[Data under study — start]

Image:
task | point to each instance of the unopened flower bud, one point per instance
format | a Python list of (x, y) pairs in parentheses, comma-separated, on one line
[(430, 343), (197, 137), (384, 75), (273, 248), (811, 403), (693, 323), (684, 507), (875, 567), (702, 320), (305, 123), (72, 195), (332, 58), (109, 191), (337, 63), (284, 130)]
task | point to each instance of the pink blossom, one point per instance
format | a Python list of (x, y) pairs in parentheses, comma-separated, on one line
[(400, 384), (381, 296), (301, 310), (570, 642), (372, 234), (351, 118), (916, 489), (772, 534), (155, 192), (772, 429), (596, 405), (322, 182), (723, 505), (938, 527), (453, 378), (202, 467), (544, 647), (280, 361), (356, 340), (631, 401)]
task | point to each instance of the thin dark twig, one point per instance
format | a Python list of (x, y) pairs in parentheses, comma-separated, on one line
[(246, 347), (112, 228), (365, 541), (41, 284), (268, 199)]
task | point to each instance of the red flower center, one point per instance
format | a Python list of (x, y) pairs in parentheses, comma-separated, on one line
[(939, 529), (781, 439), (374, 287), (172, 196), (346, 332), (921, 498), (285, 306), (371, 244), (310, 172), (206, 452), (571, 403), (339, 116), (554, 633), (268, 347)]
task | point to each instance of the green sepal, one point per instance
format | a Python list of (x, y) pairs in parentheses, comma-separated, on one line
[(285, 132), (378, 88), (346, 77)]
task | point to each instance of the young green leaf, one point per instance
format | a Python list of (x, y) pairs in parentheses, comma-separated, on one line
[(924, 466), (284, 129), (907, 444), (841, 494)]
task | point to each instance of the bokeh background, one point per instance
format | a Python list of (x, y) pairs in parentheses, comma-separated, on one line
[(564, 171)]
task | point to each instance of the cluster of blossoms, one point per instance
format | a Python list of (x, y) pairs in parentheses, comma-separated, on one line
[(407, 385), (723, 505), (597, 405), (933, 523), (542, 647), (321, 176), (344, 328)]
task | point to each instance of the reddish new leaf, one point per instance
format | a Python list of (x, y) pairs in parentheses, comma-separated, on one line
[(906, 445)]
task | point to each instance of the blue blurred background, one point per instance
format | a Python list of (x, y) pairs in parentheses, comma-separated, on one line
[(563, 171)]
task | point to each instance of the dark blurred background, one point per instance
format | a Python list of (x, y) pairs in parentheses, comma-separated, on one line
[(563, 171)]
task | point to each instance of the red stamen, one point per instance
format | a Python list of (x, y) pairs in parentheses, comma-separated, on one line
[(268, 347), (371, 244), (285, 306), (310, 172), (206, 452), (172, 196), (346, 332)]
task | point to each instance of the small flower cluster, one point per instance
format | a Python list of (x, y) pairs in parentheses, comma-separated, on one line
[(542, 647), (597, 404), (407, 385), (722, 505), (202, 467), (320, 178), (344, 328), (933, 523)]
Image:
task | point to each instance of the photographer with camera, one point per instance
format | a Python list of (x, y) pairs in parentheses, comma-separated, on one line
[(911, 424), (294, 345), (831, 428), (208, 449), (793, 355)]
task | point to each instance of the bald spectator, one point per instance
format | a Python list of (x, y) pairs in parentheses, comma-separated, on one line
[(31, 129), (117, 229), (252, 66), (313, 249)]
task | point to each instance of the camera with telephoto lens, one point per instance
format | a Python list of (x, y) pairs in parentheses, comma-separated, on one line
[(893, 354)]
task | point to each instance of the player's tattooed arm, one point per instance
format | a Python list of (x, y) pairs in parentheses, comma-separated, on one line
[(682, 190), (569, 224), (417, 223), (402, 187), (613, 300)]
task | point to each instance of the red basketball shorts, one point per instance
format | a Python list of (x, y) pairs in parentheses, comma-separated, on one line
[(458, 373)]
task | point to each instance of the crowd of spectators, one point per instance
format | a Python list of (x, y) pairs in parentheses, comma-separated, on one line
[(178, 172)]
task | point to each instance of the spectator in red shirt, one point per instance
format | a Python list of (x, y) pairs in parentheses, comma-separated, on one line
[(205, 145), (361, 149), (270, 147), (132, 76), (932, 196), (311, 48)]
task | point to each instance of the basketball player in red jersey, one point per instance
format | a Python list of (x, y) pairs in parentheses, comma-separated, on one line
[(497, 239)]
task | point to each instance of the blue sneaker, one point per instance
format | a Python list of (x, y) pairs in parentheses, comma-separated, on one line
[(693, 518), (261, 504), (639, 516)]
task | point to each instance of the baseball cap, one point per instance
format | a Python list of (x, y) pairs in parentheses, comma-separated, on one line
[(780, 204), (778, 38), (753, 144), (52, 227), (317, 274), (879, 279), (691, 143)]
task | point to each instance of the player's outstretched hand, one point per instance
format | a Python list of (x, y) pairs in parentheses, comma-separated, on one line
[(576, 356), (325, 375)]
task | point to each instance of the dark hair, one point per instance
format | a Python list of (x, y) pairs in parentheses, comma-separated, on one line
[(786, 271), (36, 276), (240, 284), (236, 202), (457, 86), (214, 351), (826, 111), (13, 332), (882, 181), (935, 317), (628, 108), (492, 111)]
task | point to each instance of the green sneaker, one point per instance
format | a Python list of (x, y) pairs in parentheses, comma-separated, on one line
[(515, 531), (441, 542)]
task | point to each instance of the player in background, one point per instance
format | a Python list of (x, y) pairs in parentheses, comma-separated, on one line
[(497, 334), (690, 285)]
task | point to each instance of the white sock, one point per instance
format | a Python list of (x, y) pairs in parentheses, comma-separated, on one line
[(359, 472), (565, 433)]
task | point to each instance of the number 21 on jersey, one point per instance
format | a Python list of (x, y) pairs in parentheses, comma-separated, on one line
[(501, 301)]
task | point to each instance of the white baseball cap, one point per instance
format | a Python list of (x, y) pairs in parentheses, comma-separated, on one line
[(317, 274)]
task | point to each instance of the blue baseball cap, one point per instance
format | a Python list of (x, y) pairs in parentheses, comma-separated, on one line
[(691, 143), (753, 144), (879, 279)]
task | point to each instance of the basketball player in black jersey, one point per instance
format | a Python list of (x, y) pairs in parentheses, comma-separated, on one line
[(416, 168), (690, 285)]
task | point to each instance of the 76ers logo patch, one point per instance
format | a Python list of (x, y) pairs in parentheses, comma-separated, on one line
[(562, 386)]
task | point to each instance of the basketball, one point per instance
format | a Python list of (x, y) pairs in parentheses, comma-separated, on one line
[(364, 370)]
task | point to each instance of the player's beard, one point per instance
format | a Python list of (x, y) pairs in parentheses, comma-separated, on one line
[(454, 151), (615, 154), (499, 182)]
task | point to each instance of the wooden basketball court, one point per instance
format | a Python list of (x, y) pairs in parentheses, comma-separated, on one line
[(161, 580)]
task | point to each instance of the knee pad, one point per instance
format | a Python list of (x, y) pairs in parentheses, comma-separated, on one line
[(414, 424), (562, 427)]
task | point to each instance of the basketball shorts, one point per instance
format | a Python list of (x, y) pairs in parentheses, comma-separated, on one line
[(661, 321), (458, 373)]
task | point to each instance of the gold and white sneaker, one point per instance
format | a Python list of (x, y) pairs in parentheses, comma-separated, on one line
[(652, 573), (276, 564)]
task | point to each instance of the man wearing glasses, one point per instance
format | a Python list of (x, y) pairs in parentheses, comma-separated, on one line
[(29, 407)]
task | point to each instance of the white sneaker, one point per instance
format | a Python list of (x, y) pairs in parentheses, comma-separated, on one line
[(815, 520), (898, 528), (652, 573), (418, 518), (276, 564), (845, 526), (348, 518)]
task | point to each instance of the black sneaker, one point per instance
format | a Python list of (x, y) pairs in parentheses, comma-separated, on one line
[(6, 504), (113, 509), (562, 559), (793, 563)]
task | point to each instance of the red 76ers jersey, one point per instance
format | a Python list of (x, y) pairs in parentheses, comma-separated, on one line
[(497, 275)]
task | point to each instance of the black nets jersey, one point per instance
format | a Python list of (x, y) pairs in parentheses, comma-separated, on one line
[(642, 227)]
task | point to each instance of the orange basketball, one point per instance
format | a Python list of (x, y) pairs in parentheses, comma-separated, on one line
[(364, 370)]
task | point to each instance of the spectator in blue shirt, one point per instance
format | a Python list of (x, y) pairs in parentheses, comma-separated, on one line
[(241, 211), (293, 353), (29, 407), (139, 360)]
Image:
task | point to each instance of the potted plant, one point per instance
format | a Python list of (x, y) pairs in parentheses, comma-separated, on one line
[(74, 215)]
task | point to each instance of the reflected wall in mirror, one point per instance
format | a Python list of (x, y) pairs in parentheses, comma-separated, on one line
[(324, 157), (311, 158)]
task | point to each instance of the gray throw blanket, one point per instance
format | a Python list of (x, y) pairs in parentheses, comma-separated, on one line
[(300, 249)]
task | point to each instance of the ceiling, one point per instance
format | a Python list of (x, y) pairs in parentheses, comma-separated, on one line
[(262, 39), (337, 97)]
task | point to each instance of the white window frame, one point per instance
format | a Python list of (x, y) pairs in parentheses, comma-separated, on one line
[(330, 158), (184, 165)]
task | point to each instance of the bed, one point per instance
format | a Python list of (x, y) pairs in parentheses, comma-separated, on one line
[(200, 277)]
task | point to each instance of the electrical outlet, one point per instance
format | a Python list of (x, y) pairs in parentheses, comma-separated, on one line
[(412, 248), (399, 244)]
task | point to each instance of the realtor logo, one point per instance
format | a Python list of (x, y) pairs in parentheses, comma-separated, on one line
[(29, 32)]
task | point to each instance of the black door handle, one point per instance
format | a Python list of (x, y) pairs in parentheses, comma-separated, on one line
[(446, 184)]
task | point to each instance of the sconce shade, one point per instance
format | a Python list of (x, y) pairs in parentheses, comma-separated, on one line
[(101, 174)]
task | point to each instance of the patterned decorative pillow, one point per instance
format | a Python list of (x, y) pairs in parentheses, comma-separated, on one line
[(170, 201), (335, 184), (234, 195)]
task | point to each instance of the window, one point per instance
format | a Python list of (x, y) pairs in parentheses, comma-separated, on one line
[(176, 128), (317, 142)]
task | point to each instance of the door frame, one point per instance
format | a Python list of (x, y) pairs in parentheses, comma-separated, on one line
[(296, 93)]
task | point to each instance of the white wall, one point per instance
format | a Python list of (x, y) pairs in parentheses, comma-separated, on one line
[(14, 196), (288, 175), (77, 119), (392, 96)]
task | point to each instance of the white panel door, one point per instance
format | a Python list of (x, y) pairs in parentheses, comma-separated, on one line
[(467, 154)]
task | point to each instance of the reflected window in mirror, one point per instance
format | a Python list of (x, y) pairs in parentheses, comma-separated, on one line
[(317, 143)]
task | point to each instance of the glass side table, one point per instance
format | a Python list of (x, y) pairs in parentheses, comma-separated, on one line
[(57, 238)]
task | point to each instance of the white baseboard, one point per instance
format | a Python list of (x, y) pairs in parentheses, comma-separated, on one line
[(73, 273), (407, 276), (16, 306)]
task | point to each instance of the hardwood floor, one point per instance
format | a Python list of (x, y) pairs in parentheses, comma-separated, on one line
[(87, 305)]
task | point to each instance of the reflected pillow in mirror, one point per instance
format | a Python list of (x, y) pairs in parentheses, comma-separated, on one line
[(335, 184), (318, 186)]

[Data under study — finish]

Find each line in the data above with the word "logo", then copy it.

task | point to each instance of the 76ers logo patch, one point per instance
task | point to each instance of the realtor logo, one point per instance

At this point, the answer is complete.